[Saved data entries]
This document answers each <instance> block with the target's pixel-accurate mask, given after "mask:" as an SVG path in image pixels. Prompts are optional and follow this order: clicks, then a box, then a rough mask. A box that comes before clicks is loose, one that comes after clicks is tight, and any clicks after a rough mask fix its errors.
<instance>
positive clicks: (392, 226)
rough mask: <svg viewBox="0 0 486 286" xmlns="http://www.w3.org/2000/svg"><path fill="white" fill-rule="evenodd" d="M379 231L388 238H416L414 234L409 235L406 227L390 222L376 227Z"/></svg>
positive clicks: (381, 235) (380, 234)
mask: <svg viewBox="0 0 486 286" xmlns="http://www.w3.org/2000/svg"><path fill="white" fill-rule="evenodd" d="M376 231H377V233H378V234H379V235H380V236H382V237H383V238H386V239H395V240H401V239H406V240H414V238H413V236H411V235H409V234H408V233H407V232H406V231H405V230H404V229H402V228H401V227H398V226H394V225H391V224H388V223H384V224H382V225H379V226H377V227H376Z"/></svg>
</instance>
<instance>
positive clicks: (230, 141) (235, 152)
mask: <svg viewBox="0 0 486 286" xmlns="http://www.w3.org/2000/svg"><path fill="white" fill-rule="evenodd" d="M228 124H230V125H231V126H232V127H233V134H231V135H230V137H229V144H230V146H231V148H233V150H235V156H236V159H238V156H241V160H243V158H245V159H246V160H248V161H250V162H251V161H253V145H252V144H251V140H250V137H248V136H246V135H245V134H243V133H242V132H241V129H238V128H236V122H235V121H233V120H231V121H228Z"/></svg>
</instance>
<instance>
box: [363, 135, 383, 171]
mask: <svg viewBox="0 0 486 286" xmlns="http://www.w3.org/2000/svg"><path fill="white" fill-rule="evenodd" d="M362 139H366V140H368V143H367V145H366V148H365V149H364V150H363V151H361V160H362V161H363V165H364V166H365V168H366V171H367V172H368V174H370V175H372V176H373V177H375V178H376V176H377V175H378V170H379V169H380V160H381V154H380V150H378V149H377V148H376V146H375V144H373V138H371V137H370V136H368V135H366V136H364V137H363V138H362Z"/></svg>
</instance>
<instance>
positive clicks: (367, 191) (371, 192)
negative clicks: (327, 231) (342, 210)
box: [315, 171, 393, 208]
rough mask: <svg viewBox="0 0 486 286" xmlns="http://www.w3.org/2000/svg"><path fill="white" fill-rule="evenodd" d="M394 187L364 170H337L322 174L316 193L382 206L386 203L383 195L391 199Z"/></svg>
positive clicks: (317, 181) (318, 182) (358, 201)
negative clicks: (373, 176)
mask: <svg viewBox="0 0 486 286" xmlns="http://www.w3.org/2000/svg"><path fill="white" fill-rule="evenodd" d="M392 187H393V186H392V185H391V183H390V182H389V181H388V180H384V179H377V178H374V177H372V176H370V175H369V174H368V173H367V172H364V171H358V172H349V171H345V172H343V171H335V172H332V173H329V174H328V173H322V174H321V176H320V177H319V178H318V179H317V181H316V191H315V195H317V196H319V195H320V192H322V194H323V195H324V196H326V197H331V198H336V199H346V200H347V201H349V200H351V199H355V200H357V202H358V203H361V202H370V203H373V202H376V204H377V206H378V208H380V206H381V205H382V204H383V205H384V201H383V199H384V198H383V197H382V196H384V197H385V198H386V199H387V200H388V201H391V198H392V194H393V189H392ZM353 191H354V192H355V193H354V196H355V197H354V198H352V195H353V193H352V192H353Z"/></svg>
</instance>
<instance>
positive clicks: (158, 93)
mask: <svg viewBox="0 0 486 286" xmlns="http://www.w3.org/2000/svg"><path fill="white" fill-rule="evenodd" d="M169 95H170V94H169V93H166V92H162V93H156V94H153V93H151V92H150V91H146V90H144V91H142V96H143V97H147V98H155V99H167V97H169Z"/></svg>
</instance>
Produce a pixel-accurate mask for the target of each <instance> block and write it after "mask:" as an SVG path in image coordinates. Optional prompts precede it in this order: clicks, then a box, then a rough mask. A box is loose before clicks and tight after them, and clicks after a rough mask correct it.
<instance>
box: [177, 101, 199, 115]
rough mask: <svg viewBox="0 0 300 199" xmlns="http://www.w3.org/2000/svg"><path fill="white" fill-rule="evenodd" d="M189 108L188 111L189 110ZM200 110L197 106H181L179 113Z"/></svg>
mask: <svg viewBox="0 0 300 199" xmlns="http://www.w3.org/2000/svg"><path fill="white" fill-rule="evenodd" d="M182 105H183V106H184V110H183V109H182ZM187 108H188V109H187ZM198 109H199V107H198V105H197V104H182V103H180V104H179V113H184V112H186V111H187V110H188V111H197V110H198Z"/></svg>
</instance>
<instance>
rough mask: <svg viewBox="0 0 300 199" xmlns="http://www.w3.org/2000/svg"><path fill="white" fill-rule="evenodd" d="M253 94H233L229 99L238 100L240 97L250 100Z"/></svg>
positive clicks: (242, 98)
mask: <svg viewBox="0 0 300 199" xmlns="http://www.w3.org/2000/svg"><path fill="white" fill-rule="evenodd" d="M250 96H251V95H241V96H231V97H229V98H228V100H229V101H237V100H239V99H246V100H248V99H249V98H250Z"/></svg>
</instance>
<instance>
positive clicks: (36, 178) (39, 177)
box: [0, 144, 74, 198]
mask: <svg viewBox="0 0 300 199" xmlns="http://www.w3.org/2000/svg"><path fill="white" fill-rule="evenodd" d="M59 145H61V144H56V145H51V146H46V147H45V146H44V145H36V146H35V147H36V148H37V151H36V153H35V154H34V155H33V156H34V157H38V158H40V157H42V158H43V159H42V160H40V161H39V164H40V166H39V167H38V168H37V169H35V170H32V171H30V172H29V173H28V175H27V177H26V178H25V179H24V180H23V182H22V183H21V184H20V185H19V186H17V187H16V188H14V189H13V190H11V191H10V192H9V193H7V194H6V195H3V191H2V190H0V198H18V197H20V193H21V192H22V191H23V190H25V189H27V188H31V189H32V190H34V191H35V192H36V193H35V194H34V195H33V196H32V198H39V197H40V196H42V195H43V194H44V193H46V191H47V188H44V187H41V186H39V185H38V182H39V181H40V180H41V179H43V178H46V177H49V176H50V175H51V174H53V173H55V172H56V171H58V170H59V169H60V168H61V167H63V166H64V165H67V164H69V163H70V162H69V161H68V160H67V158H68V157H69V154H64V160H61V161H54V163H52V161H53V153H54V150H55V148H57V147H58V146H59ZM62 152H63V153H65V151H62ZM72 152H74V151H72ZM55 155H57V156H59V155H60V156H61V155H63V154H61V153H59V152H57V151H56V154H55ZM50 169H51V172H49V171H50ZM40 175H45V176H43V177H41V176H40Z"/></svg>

Required work:
Extract each entry in full, exactly as given.

Written solution:
This document answers each <instance> block with the target's pixel-accurate mask, given after "mask:" as an SVG path in image pixels. Prompts are optional and follow this order: clicks, then a box, then a rough mask. A box that comes before clicks is loose, one that comes after clicks is tight, and any clicks after a rough mask fix its errors.
<instance>
positive clicks: (392, 226)
rough mask: <svg viewBox="0 0 486 286" xmlns="http://www.w3.org/2000/svg"><path fill="white" fill-rule="evenodd" d="M379 231L388 238H416L414 234L409 235L406 227L390 222L376 227Z"/></svg>
positive clicks: (381, 235) (380, 234)
mask: <svg viewBox="0 0 486 286" xmlns="http://www.w3.org/2000/svg"><path fill="white" fill-rule="evenodd" d="M376 231H377V233H378V234H379V235H380V236H382V237H383V238H386V239H395V240H401V239H406V240H414V238H413V236H411V235H409V234H408V233H407V232H406V231H405V230H404V229H402V228H401V227H398V226H394V225H391V224H388V223H384V224H382V225H379V226H377V227H376Z"/></svg>
</instance>
<instance>
positive clicks: (230, 141) (235, 152)
mask: <svg viewBox="0 0 486 286" xmlns="http://www.w3.org/2000/svg"><path fill="white" fill-rule="evenodd" d="M228 124H230V125H231V126H232V127H233V134H231V135H230V137H229V144H230V146H231V148H233V150H235V156H236V159H238V156H241V160H243V158H245V159H246V160H248V161H250V162H251V161H253V145H252V144H251V140H250V137H248V136H246V135H245V134H243V133H242V132H241V129H238V128H236V122H235V121H233V120H231V121H228Z"/></svg>
</instance>
<instance>
box: [363, 135, 383, 171]
mask: <svg viewBox="0 0 486 286" xmlns="http://www.w3.org/2000/svg"><path fill="white" fill-rule="evenodd" d="M362 139H366V140H368V143H367V145H366V148H365V149H364V150H363V151H361V160H362V161H363V165H364V166H365V168H366V171H367V172H368V174H370V175H372V176H373V177H375V178H376V176H377V175H378V170H379V169H380V160H381V154H380V150H378V149H377V148H376V146H375V144H373V138H371V137H370V136H368V135H366V136H364V137H363V138H362Z"/></svg>
</instance>
<instance>
positive clicks: (367, 191) (371, 192)
negative clicks: (327, 231) (342, 210)
box: [315, 171, 393, 208]
rough mask: <svg viewBox="0 0 486 286" xmlns="http://www.w3.org/2000/svg"><path fill="white" fill-rule="evenodd" d="M394 187L364 170H337L322 174L316 193L382 206L386 203L383 195L391 199Z"/></svg>
positive clicks: (317, 181) (318, 182) (358, 201)
negative clicks: (373, 176)
mask: <svg viewBox="0 0 486 286" xmlns="http://www.w3.org/2000/svg"><path fill="white" fill-rule="evenodd" d="M392 187H393V186H392V185H391V183H390V182H389V181H388V180H384V179H377V178H374V177H372V176H370V175H369V174H368V173H367V172H364V171H358V172H349V171H345V172H343V171H335V172H332V173H329V174H328V173H322V174H321V176H320V177H319V178H318V179H317V181H316V191H315V195H317V196H319V195H320V192H322V194H323V195H324V196H326V197H331V198H336V199H346V200H347V201H349V200H351V199H355V200H357V202H358V203H361V202H370V203H373V202H376V204H377V206H378V208H380V206H381V205H382V204H383V205H384V201H383V199H384V198H383V197H382V196H384V197H385V198H386V199H387V200H388V201H391V198H392V194H393V189H392ZM353 191H354V192H355V193H354V196H355V197H354V198H352V195H353V193H352V192H353Z"/></svg>
</instance>
<instance>
positive clicks: (158, 93)
mask: <svg viewBox="0 0 486 286" xmlns="http://www.w3.org/2000/svg"><path fill="white" fill-rule="evenodd" d="M169 95H170V94H169V93H166V92H162V93H156V94H153V93H151V92H150V91H146V90H144V91H142V96H143V97H147V98H155V99H167V97H169Z"/></svg>
</instance>
Produce a pixel-accurate mask for the target of each <instance> block and write it after "mask:" as an SVG path in image coordinates. Optional prompts precede it in this order: clicks, then a box, then a rough mask. A box is loose before clicks and tight after them, and clicks after a rough mask correct it.
<instance>
box: [177, 101, 199, 115]
rough mask: <svg viewBox="0 0 300 199" xmlns="http://www.w3.org/2000/svg"><path fill="white" fill-rule="evenodd" d="M189 108L188 111L189 110ZM200 110L197 106H181L179 113Z"/></svg>
mask: <svg viewBox="0 0 300 199" xmlns="http://www.w3.org/2000/svg"><path fill="white" fill-rule="evenodd" d="M182 105H183V106H184V110H183V109H182ZM187 108H188V109H187ZM198 109H199V107H198V105H197V104H182V103H180V104H179V113H184V112H186V111H187V110H188V111H197V110H198Z"/></svg>
</instance>
<instance>
rough mask: <svg viewBox="0 0 300 199" xmlns="http://www.w3.org/2000/svg"><path fill="white" fill-rule="evenodd" d="M253 94H233L229 99L238 100L240 97L250 100Z"/></svg>
positive clicks: (242, 98)
mask: <svg viewBox="0 0 300 199" xmlns="http://www.w3.org/2000/svg"><path fill="white" fill-rule="evenodd" d="M250 96H251V95H241V96H231V97H229V98H228V100H229V101H237V100H239V99H246V100H248V99H249V98H250Z"/></svg>
</instance>
<instance>
positive clicks: (36, 178) (39, 177)
box: [0, 144, 74, 198]
mask: <svg viewBox="0 0 300 199" xmlns="http://www.w3.org/2000/svg"><path fill="white" fill-rule="evenodd" d="M59 145H61V144H56V145H51V146H46V147H45V146H44V145H36V146H35V147H36V148H37V151H36V153H35V154H34V155H33V156H34V157H38V158H40V157H42V158H43V159H42V160H40V161H39V164H40V166H39V167H38V168H37V169H35V170H32V171H30V172H29V173H28V175H27V177H26V178H25V179H24V180H23V182H22V183H21V184H20V185H19V186H17V187H16V188H14V189H13V190H11V191H10V192H9V193H7V194H6V195H3V191H2V190H0V198H18V197H20V193H21V192H22V191H23V190H25V189H27V188H31V189H32V190H34V191H35V192H36V193H35V194H34V195H33V196H32V198H39V197H40V196H42V195H43V194H44V193H46V191H47V188H44V187H41V186H39V185H38V182H39V181H40V180H41V179H43V178H46V177H49V176H50V175H51V174H53V173H55V172H56V171H58V170H59V169H60V168H61V167H63V166H64V165H67V164H69V163H70V162H69V161H68V160H67V158H68V157H69V154H64V160H61V161H54V163H52V161H53V153H54V150H55V148H57V147H58V146H59ZM62 152H63V153H65V151H62ZM72 152H74V151H72ZM55 155H57V156H59V155H60V156H61V155H63V154H61V153H59V152H57V151H56V154H55ZM50 169H51V172H49V171H50ZM40 175H45V176H43V177H41V176H40Z"/></svg>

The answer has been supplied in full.